### Data to use:
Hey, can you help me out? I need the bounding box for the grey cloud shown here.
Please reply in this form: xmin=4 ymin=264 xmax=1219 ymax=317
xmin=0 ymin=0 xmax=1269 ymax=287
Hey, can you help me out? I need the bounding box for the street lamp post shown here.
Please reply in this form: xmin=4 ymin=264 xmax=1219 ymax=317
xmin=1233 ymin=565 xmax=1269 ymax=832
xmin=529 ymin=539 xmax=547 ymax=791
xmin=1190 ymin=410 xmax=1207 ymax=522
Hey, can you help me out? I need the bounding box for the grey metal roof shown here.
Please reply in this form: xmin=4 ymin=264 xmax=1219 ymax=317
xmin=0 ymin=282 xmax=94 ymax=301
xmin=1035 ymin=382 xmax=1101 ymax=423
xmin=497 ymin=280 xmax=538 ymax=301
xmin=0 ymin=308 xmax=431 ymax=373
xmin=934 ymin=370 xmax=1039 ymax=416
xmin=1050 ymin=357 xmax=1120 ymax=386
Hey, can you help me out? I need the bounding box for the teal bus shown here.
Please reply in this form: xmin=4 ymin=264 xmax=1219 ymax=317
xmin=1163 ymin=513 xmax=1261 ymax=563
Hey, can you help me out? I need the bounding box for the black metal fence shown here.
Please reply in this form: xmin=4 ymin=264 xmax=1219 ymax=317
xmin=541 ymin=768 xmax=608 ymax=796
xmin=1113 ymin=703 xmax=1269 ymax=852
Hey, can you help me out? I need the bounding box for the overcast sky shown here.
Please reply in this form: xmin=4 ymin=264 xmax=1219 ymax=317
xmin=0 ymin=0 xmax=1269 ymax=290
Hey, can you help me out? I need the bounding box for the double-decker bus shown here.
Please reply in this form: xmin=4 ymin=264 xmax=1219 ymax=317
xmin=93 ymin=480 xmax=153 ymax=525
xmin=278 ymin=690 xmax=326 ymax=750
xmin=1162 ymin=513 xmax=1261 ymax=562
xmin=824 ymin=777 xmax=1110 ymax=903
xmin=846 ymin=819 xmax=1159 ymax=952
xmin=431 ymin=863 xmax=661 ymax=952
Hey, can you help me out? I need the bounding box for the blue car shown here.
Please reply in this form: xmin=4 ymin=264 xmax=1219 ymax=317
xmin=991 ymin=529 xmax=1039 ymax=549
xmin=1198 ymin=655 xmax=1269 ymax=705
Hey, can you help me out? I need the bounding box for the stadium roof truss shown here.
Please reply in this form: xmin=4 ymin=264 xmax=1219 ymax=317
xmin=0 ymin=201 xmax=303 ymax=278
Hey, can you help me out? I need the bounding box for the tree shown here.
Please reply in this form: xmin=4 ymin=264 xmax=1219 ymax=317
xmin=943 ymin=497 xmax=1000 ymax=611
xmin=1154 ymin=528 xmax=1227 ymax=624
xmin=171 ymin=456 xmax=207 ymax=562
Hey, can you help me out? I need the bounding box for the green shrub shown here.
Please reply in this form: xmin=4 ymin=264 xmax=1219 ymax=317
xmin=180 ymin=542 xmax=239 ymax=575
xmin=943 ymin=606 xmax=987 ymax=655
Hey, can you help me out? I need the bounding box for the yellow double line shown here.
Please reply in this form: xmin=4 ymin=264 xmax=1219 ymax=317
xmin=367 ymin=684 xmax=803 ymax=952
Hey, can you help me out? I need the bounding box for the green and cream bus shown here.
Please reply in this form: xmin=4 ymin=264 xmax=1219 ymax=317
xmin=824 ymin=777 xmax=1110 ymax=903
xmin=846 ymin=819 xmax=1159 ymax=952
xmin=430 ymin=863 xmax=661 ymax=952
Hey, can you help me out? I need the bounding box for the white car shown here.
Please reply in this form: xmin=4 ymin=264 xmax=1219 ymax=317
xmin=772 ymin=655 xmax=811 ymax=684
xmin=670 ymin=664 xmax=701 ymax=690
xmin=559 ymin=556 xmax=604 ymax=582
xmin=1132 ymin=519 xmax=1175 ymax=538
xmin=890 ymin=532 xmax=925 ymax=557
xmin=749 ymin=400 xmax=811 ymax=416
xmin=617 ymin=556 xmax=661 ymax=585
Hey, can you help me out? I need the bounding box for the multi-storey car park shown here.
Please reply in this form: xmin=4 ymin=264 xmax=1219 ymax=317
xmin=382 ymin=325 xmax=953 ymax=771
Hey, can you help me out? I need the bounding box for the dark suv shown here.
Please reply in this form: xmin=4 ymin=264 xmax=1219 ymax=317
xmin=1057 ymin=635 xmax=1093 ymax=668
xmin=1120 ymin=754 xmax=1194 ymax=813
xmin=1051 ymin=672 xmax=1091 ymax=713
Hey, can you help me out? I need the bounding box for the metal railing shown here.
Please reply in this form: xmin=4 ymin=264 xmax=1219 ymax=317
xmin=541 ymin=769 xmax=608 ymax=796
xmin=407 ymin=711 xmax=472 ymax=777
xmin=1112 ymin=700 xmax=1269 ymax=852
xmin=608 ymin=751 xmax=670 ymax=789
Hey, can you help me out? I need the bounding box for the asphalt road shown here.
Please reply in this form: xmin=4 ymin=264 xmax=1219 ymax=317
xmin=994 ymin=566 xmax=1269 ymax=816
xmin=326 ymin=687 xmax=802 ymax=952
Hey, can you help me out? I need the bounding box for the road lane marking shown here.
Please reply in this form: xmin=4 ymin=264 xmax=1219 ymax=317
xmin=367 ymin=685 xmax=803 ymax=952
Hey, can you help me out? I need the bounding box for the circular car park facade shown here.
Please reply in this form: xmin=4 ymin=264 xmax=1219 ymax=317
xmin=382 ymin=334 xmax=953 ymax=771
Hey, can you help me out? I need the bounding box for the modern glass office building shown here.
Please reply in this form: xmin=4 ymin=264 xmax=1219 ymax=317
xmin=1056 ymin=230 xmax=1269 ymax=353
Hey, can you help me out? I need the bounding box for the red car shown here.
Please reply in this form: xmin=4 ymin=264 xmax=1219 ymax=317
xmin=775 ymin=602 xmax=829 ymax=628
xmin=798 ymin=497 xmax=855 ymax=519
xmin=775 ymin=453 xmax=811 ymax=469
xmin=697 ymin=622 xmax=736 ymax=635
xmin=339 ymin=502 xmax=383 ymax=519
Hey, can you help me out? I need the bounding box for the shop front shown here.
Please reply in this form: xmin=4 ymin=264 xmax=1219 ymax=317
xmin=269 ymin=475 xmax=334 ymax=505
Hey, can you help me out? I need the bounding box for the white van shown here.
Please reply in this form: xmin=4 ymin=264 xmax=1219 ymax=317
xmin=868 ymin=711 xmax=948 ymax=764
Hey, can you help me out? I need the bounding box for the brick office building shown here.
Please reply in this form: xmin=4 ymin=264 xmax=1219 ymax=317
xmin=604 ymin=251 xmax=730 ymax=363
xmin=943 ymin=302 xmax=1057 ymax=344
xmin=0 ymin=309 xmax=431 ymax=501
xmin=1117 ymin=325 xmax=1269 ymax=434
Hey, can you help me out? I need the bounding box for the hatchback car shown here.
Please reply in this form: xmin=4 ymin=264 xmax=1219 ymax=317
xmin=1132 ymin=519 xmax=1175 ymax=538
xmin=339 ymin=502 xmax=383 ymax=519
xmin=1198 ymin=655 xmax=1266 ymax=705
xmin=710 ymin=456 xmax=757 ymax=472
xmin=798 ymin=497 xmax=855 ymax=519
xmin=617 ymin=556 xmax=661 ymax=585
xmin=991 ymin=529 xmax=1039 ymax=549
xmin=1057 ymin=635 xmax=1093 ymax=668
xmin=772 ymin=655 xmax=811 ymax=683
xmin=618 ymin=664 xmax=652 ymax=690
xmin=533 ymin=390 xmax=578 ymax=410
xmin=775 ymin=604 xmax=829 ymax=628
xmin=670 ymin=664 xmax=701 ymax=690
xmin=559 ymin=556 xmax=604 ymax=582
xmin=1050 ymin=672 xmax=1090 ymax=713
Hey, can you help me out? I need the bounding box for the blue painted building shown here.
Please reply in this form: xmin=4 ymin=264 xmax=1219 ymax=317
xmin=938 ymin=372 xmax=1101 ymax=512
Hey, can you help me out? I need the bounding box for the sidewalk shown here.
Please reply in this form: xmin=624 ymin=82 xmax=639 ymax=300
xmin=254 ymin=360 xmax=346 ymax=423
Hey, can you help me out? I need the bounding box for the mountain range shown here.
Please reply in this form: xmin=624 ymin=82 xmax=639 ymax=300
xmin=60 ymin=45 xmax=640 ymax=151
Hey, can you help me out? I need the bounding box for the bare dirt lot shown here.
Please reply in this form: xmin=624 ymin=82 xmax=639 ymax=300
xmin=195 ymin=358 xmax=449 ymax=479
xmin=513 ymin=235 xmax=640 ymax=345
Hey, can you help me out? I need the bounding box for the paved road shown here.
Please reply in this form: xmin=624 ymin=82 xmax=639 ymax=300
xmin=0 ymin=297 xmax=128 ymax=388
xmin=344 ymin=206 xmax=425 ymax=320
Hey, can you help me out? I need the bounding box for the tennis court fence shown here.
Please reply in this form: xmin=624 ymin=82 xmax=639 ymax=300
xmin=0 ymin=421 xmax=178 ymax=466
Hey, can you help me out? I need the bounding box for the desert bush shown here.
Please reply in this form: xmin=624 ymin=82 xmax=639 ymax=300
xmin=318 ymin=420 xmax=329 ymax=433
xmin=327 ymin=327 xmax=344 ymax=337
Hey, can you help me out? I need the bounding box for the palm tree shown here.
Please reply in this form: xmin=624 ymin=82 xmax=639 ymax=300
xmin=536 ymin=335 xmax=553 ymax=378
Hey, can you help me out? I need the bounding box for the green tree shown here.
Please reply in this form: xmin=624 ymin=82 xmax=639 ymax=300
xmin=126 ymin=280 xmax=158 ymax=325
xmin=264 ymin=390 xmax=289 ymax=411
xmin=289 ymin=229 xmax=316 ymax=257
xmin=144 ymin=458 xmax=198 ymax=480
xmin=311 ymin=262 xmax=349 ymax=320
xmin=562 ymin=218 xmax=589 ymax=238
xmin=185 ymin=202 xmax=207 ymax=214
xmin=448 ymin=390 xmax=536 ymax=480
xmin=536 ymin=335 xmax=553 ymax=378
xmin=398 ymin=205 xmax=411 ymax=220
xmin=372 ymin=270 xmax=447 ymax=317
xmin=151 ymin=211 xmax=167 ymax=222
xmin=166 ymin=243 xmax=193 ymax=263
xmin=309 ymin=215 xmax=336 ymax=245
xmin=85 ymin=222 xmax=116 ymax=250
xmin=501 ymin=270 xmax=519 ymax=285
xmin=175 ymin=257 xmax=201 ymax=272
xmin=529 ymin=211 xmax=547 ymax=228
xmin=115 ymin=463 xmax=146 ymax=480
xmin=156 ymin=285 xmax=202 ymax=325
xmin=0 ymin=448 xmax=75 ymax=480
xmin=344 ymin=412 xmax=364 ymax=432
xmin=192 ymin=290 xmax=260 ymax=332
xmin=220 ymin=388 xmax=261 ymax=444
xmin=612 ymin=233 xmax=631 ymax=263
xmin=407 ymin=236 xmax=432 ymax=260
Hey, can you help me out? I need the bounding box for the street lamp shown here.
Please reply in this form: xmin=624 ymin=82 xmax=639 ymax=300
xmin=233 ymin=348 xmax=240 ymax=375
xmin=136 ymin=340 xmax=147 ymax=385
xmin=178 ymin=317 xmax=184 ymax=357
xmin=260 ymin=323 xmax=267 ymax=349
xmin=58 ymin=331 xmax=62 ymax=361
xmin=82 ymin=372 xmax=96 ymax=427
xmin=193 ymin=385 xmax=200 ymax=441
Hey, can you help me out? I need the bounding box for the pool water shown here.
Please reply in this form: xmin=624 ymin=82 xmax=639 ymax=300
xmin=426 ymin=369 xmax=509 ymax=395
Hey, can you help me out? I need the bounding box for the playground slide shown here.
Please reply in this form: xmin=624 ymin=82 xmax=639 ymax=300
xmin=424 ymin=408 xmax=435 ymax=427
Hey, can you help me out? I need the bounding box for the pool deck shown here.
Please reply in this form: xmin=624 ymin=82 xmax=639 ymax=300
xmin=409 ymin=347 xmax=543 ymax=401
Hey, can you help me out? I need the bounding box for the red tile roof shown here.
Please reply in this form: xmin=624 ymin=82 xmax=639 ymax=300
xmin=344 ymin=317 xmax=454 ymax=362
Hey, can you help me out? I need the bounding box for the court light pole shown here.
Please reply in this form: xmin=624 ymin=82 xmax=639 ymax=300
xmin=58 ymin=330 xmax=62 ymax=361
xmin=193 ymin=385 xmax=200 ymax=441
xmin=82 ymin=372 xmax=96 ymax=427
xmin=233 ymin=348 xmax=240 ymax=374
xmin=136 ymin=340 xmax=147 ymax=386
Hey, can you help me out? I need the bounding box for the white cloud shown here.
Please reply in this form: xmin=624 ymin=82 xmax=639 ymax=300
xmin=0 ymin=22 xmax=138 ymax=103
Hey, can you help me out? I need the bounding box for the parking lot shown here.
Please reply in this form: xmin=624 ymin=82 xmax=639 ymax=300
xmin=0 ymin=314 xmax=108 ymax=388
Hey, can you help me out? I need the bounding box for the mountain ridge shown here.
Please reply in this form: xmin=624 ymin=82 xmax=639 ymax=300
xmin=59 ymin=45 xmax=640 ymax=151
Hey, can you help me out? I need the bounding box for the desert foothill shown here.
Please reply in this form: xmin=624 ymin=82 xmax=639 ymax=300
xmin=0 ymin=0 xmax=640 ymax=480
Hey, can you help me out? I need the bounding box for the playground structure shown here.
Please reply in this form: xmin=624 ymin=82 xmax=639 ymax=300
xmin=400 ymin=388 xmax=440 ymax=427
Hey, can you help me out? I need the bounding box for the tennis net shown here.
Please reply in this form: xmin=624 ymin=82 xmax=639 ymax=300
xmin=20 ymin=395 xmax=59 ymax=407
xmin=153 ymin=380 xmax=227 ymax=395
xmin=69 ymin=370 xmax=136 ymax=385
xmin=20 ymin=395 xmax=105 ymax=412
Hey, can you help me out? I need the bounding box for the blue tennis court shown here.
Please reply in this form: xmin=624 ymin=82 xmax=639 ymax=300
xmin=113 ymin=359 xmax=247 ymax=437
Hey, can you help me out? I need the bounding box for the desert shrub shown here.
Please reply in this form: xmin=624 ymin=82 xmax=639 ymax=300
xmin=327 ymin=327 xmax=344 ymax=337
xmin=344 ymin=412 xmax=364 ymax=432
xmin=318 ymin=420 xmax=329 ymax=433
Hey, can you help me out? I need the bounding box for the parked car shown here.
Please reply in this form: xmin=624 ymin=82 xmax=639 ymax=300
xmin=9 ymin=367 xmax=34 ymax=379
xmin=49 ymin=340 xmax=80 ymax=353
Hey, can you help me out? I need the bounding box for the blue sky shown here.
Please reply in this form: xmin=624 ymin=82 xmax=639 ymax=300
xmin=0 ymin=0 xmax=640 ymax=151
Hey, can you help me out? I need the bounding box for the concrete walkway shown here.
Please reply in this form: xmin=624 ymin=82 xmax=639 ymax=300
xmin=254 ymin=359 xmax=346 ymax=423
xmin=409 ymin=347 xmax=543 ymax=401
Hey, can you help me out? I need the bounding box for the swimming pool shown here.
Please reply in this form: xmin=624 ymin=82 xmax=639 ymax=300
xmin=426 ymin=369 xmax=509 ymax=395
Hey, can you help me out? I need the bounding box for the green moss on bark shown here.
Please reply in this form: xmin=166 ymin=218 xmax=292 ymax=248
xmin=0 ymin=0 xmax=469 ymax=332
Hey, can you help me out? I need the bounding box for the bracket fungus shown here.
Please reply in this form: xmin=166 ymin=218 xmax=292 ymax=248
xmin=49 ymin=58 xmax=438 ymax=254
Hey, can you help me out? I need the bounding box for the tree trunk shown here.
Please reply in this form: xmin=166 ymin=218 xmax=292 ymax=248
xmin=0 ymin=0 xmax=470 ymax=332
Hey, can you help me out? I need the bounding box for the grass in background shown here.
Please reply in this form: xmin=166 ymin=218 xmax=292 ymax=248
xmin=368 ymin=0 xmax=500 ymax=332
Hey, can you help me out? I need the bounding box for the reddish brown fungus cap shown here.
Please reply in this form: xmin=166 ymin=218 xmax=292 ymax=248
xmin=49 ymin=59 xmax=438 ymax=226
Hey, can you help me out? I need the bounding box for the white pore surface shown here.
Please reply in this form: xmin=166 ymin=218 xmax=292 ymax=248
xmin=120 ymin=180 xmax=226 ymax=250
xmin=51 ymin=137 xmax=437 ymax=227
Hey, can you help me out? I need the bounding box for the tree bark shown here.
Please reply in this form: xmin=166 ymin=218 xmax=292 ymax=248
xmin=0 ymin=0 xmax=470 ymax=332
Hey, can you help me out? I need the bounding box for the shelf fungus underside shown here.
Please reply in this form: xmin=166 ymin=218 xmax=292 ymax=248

### Direction:
Can you give the lines again from the start of the records through the line containing "xmin=0 ymin=0 xmax=1269 ymax=287", inclusive, with "grey cloud" replaced by "dark cloud" and nothing else changed?

### Finished answer:
Hey, can you help me out? I need the bounding box for the dark cloud shown here.
Please reply in this form: xmin=4 ymin=264 xmax=1219 ymax=317
xmin=0 ymin=0 xmax=1269 ymax=287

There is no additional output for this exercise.